SOURCE EXTRACT:
The Thing With Feathers

If you’re looking for hope, you might, as I did, find a little in Jason D. Hill’s open letter to Ta-Nehisis Coates at Commentary. Here’s a snippet:

Mr. Coates, you write that the American Dream is the enemy of so much that is good: “The Dream thrives on generalizations, on limiting the number of possible questions, on privileging immediate answers. The Dream is the enemy of all art, courageous thinking, and honest writing.” The pursuit of this Dream saddens you and all the people in America you describe as being lost “in a specious hope.” The Dream, you say, was built on “the progress of those Americans who believe that they are white,” and that progress was built on looting and violence. You write: “‘White America’ is a syndicate arrayed to protect its exclusive power to dominate and control our bodies. However it appears, the power of domination and exclusion is central to the belief in being white, and without it, ‘white people’ would cease to exist for want of reasons.”

I am saddened by your conviction that white people wield such a great deal of metaphysical power over the exercise of your own agency. In making an enemy of the Dream that is a constitutive feature of American identity, you have irrevocably alienated yourself from the redemptive hope, the inclusive unity, and the faith and charity that are necessary for America to move ever closer to achieving moral excellence. Sadder still, you have condemned the unyielding confidence in self that the Dream inspires.

OBJECTIVE:
Answer these questions about the open letter excerpt above.
1. In which publication did Jason D. Hill's open letter appear?
2. In the passage Hill quotes, which three things does the Dream oppose?
3. According to Hill, what did the Dream inspire that has now been condemned?

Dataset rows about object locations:
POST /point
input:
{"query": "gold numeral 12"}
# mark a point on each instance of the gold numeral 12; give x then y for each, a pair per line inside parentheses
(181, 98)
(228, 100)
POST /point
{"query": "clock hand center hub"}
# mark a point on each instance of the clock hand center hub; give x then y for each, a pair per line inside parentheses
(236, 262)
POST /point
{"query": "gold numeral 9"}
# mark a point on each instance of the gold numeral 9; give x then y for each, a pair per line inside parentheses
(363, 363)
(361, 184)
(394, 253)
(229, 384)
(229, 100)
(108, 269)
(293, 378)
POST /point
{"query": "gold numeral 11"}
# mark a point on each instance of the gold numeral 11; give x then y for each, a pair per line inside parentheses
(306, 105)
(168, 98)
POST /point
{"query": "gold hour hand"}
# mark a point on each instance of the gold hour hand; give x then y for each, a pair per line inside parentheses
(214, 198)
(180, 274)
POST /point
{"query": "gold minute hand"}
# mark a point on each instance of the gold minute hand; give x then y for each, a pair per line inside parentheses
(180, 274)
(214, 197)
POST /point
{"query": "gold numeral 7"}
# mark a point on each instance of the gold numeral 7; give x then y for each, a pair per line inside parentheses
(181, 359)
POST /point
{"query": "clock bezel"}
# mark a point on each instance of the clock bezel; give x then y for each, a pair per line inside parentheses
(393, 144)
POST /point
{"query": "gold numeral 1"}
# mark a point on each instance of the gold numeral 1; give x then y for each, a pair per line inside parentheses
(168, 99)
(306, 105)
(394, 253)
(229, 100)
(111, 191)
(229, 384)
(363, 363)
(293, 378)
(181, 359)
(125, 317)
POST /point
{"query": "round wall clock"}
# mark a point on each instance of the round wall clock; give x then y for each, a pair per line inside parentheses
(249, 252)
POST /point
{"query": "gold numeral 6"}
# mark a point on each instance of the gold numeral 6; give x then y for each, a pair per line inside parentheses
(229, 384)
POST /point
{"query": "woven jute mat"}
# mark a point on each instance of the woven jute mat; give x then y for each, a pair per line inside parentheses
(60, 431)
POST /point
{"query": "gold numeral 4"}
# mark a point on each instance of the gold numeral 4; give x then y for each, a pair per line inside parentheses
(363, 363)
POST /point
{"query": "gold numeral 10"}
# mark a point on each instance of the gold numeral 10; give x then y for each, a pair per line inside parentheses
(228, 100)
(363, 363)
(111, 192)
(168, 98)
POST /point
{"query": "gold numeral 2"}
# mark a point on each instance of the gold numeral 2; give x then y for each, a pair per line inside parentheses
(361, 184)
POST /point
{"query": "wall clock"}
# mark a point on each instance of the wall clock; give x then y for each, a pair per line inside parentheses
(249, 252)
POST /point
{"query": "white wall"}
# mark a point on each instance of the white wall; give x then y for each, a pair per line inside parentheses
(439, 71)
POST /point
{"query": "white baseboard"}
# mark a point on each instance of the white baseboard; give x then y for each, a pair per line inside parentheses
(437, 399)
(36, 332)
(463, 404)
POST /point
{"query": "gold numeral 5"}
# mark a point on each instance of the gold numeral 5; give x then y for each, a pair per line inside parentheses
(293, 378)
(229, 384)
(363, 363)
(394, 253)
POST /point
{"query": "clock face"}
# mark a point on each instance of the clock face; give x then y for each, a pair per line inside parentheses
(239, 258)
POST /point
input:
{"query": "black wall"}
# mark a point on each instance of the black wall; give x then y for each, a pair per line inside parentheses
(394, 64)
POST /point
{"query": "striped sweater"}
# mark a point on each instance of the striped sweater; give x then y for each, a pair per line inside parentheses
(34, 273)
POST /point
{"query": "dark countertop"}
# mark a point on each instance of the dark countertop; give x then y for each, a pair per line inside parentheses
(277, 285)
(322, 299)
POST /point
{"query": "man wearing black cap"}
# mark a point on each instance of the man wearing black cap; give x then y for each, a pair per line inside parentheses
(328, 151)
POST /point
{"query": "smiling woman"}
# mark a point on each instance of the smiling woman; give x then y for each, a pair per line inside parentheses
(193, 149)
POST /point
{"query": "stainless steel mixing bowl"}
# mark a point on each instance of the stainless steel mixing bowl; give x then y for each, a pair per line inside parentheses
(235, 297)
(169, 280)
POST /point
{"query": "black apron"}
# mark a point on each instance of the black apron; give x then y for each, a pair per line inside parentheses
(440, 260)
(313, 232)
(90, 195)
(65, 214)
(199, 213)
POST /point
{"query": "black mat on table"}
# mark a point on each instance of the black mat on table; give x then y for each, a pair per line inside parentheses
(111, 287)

RESULT OF THE EXERCISE:
1. Commentary
2. All art, courageous thinking, and honest writing
3. The unyielding confidence in self